◆ Document excerpt

- - -

- Duration: March 7 – December 18, 1987
- Teams: 8 + 2
- Season MVP: Alvin Patrimonio
- International Invitational Cup champions: RFM-Swift Hotdogs
- International Invitational Cup runners-up: YCO Shine Masters
- Freedom Cup champions: YCO Shine Masters
- Freedom Cup runners-up: RFM-Swift Hotdogs
- Maharlika Cup champions: Magnolia Ice Cream
- Maharlika Cup runners-up: RFM-Swift Hotdogs

Seasons
- ← 19861988 →

= 1987 Philippine Amateur Basketball League season =

The 1987 PABL season is the fifth season of the Philippine Amateur Basketball League (PABL).

==International Invitational Cup==

|  | Qualified for semifinals |

| Team Standings | Win | Loss | Coach |
|---|---|---|---|
| YCO Shine Masters | 5 | 2 | Edgardo Gomez |
| RFM-Swift Hotdogs | 4 | 3 | Yeng Guiao |
| Purefoods Food Masters | 4 | 3 | Domingo Panganiban |
| Philips Sardines | 4 | 3 | Joe Lipa |
| Magnolia Juice Drinks | 4 | 3 | Derrick Pumaren |
| Lhuillier-Converse | 4 | 3 | Raul Alcoseba |
| Sta. Lucia Realtors | 2 | 5 | Cholo Martin |
| Lady's Choice | 1 | 6 | Nic Jorge |

The First Conference opens on March 7. The participating teams were Filipino Cup champion YCO Shine Masters, Magnolia Juice Drinks, RFM-Swifts, Lhuillier-Converse, Purefoods, Sta.Lucia Realty, Philips Sardines and newcomer Lady's Choice. The format is a one-round eliminations among eight teams with the top four making it to the semifinals at the end of preliminary round. YCO took the first semifinals berth with a 5-2 won-loss record, five other teams ended up with a 4-3 card. Purefoods, Philips and Swift Hotdogs made it to the next round by way of superior quotient over Magnolia and Lhuillier-Converse.

- - -

◆ Records of labeled points

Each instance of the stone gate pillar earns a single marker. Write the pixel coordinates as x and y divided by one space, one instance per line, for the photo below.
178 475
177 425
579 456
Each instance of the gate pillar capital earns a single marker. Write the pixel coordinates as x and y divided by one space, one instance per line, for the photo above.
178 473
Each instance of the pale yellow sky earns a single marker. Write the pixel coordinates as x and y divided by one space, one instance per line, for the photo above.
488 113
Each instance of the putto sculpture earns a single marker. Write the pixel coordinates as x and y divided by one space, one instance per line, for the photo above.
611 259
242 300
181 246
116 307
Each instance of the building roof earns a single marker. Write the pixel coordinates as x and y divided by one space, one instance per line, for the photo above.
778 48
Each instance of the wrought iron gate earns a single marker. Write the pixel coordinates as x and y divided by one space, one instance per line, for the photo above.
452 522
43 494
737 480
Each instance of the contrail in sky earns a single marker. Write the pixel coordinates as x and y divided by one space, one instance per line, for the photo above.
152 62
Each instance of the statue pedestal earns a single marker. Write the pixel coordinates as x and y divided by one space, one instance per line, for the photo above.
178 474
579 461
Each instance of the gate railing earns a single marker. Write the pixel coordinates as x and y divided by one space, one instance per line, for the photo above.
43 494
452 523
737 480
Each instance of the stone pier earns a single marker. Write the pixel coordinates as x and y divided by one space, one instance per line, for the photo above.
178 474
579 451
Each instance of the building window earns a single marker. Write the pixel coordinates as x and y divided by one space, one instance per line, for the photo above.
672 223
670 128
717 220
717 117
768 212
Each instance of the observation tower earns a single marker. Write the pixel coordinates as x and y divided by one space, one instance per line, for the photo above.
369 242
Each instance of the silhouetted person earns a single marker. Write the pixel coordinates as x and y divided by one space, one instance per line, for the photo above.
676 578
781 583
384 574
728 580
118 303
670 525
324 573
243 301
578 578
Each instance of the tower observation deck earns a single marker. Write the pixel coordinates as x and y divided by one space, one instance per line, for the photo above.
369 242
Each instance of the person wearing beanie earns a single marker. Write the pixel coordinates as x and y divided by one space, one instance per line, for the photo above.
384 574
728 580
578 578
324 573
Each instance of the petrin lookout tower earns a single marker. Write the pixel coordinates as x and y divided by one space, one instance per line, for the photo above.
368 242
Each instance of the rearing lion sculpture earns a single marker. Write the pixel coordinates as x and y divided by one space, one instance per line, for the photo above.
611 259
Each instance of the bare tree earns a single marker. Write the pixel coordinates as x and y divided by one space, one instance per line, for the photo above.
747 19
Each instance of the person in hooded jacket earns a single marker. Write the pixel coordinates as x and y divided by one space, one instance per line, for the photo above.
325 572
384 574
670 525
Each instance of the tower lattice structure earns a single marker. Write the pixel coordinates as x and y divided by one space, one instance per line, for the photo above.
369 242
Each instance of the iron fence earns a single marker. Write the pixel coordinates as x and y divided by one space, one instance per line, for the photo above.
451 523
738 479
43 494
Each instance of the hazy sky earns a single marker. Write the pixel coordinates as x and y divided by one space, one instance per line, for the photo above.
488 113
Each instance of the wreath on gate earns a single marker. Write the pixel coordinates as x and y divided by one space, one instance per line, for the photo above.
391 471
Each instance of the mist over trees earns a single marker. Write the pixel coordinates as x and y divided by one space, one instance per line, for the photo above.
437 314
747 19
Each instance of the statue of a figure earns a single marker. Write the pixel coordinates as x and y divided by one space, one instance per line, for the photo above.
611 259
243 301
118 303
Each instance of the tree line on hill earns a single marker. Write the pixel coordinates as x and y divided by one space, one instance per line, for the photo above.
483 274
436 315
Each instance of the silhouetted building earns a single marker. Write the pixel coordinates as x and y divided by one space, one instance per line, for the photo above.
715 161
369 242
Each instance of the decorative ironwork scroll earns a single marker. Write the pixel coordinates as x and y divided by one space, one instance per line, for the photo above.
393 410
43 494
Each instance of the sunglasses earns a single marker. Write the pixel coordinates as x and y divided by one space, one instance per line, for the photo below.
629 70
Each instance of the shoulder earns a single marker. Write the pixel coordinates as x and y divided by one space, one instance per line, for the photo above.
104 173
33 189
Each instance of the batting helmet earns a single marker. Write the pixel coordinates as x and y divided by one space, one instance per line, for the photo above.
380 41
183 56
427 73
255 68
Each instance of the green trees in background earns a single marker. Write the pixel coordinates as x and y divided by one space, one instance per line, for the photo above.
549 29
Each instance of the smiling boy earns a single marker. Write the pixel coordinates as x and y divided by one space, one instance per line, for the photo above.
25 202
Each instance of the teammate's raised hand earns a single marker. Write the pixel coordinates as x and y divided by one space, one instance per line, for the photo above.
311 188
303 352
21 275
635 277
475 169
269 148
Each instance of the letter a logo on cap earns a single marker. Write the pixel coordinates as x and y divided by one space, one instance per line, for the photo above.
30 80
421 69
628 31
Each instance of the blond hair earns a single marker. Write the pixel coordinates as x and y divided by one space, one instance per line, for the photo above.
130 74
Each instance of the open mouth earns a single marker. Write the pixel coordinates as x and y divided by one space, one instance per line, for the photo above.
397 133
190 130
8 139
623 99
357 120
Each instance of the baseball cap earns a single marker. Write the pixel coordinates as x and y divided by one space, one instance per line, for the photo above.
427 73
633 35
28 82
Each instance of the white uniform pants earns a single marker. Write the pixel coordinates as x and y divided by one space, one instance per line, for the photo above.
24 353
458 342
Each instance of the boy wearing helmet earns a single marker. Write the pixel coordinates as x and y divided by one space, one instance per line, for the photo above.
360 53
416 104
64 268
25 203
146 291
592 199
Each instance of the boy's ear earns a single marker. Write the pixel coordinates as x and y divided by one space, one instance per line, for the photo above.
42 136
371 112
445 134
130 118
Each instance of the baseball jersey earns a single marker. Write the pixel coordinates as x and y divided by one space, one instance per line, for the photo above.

- - -

◆ Brief A
Answer these questions from the 1987 PABL season text:
(i) Who was named the season MVP?
(ii) Who coached Lady's Choice?
(iii) On what date did the First Conference open?
◆ Brief B
Set down word for word the passage of the 1987 PABL season text between "The First Conference" and "Magnolia and Lhuillier-Converse.", inclusive.

◆ Finished answer A
(i) Alvin Patrimonio
(ii) Nic Jorge
(iii) March 7

◆ Finished answer B
The First Conference opens on March 7. The participating teams were Filipino Cup champion YCO Shine Masters, Magnolia Juice Drinks, RFM-Swifts, Lhuillier-Converse, Purefoods, Sta.Lucia Realty, Philips Sardines and newcomer Lady's Choice. The format is a one-round eliminations among eight teams with the top four making it to the semifinals at the end of preliminary round. YCO took the first semifinals berth with a 5-2 won-loss record, five other teams ended up with a 4-3 card. Purefoods, Philips and Swift Hotdogs made it to the next round by way of superior quotient over Magnolia and Lhuillier-Converse.